Set task a: Show, copied in full, each line of the records below that contains the word "dried".

Document extract:

A decade ago, October had both the Conjuring spin-off Annabelle *and* a slew of “regular movie” releases like Fury (this weekend’s top film a decade ago with $23 million), Alexander and the Horrible, Terrible No Good Very Bad Day and The Judge. Such films would barely justify a theatrical release today or likely bomb as the folks who complain that Hollywood only makes comic book films, sequels and cartoons stayed home. The biggest domestic earner in October 2014 was Fox’s Gone Girl, with $167 million. In 2024, A) 20th Century Studios barely exists under the Disney umbrella (sorry, Book of Life) and B) Deep Water barely plays on Hulu, let alone in theaters. Ten years ago, Lionsgate turned a would-be VOD actioner into a breakout hit. Would “the next John Wick” today play any better than The Killer’s Game or, at best, Plane?
I got to become Twitter’s main character for 48 years in March of 2018 for arguing that it was “bad actually” that Black Panther was cosplaying as Titanic and steamrolling six weeks’ worth of would-be (and ironically inclusive) tentpoles (Tomb Raider, Pacific Rim: Uprising, A Wrinkle in Time, Red Sparrow, etc.). Frankly, as studios got aggressive around year-round tentpole/franchise scheduling while studio programmers struggled, this is precisely what I was worried about. Part of the reaction to Black Panther’s $700 million domestic success (thing good) would be to space out the tentpoles (also thing good). That would, and did — in an ecosystem where tentpoles hold up the whole industry — lead to giant commercial chasms whenever one of them underperformed (thing bad). Cut to 2024. October is comparatively underwater because Joker 2 bombed while everyone holds their breath, hoping that Venom 3 performs as presumed.
The good news is that the more we see individual movies like Smile 2 (a solid $46 million global debut for the $28 million horror sequel) and (relatively speaking) Anora (a whopping $540k domestic in six multiplexes) excelling in theatrical release, the more studios will gamble on theatres. As the dust settles on an industry-imperling streaming war, a multiplex release is still the best way for a movie to A) make actual revenue, B) create a lasting pop culture/offline impression and C) create long-term value for the various post-theatrical windows and ancillary opportunities. The battle of “proving” the value of putting your movie in theaters versus throwing it on a streaming platform is over. The next fight will be reacclimating moviegoers to seeing a flick like John Wick, Fury and Gone Girl as being at least somewhat worth a trip to the multiplex.
Honestly, for a brief period, I thought 2024 would have a chance to catch up or even beat 2023's $9B domestic gross. From Bad Boys: Ride or Die to at least Beetlejuice Beetlejuice, the box office was on a winning streak and surpassing 2023 (which would've been impossible to think of after Memorial Day weekend) seemed to be plausible given the strength of the summer releases.
Unless Wicked and Gladiator II become another Barbenheimer-level event and Moana 2 plays exactly like Inside Out 2, that plausible outcome is now almost dead and it's all thanks to Joker: Folie à Deux bombing as badly as it did. For all the talk about how Warner Bros. is gonna lose a lot of money on Joker 2 (though those discussions should take place), I think the conversation should really be more about "what happens when a tentpole that is widely expected to make lots of money, flops."
That's a much more important question to ask, because it redirects the focus on the biggest loser in all this, theaters. I think it was Jeremy who said on the podcast episode two weeks ago that theaters aren't gonna suffer so much as a result of Joker 2 bombing. He's right, but even if they won't, it should still be a massive wake-up call for them and the studios to realize that the theatrical marketplace cannot hinge on one tentpole doing "as expected" business.
For all of the times that it works, Joker 2 is possibly the best example of it not working and because of that, everyone suffers for it.
Nothing exciting, jyst pointing out that we adore The Book Of Life in this house.

Dataset:
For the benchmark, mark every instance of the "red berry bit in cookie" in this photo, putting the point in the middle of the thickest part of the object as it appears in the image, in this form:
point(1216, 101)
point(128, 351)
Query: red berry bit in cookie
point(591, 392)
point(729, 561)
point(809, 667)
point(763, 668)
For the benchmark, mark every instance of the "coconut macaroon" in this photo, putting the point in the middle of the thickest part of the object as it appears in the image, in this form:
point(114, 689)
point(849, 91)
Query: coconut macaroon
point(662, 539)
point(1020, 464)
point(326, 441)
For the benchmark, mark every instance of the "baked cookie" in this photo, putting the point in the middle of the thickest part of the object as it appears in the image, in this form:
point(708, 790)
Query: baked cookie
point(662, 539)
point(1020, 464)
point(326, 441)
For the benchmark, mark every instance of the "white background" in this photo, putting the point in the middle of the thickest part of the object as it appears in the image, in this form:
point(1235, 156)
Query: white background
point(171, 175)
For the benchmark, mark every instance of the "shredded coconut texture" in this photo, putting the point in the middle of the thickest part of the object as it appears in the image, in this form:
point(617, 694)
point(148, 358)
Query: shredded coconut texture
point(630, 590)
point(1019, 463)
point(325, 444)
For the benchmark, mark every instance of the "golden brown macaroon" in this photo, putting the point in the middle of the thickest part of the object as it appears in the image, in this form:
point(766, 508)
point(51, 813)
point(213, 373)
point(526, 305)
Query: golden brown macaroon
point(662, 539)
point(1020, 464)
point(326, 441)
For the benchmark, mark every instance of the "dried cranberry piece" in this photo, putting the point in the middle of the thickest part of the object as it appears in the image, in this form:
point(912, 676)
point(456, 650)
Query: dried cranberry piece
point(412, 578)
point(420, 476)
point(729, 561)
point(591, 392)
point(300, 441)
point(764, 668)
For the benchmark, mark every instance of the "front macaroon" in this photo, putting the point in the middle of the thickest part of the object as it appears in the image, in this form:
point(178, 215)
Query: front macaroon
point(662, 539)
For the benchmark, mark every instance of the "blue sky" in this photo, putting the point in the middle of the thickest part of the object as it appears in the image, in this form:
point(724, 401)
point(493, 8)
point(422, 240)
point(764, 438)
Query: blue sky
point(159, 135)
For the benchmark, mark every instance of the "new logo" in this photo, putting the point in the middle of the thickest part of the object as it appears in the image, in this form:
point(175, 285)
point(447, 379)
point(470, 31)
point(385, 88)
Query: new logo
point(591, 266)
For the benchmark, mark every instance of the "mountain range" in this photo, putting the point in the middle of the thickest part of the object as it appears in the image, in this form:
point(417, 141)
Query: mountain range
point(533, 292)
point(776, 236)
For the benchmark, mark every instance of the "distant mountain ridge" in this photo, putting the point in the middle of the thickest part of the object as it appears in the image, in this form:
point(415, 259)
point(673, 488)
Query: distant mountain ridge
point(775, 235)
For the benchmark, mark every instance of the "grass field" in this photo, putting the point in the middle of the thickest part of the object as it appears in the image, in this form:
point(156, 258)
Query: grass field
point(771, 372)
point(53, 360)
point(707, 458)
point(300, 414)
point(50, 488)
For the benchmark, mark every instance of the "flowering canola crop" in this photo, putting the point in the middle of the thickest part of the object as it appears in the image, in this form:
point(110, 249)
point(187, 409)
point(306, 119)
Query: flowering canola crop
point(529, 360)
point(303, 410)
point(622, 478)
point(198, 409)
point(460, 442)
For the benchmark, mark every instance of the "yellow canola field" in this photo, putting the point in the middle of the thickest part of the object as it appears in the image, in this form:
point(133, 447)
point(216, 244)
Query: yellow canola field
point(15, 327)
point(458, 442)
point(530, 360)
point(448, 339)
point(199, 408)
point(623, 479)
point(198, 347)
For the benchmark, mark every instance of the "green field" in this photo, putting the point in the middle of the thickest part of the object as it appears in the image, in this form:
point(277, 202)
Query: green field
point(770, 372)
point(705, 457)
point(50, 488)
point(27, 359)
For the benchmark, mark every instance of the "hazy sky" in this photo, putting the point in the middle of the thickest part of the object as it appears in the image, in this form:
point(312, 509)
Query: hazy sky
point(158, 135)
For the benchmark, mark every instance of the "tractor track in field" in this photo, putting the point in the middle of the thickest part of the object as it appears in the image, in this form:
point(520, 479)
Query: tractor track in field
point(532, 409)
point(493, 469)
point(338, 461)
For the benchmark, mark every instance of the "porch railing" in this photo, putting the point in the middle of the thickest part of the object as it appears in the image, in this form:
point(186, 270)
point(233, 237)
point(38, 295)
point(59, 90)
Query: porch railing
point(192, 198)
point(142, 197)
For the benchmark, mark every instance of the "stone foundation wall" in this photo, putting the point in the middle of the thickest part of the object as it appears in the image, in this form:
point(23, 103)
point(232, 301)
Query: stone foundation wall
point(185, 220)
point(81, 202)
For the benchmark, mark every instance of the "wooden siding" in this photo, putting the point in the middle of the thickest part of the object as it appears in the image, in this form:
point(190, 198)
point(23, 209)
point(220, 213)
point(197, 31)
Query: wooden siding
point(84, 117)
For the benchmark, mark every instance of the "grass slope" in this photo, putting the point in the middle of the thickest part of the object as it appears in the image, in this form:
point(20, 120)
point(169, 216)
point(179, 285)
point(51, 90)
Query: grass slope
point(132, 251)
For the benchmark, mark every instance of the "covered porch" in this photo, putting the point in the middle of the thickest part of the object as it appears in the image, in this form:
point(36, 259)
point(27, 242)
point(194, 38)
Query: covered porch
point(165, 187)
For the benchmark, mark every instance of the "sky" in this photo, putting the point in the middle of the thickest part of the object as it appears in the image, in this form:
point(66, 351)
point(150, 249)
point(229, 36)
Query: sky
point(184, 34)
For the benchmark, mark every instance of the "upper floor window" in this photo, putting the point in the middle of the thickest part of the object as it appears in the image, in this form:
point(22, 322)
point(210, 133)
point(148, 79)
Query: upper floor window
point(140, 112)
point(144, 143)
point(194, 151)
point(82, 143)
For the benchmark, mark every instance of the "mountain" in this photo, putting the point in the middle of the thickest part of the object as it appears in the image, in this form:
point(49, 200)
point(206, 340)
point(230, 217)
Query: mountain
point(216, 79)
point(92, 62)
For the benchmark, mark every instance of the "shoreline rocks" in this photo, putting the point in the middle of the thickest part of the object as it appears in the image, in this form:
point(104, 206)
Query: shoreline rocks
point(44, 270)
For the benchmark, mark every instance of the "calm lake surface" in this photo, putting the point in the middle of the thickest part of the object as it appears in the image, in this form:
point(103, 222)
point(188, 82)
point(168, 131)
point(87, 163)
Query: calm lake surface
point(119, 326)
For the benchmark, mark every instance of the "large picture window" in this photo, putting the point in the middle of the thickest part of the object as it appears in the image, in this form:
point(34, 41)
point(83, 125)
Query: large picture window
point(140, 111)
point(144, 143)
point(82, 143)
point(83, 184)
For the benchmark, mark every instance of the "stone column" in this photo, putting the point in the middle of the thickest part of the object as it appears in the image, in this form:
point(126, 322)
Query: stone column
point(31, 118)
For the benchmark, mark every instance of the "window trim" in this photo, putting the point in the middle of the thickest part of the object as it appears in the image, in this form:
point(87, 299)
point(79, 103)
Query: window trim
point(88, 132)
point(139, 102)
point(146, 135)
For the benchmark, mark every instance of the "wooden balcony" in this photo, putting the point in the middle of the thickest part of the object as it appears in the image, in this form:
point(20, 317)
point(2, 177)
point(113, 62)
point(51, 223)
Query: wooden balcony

Set task b: According to the box office article above, which film was the biggest domestic earner in October 2014, and how much did it make?

Exercise answer a:
For the benchmark, mark every instance of the "dried cranberry piece" in this photo, putting the point in the middle of the thickest part of the object as it appears in the image, in this form:
Query: dried cranberry piece

Exercise answer b: Fox's Gone Girl, with $167 million.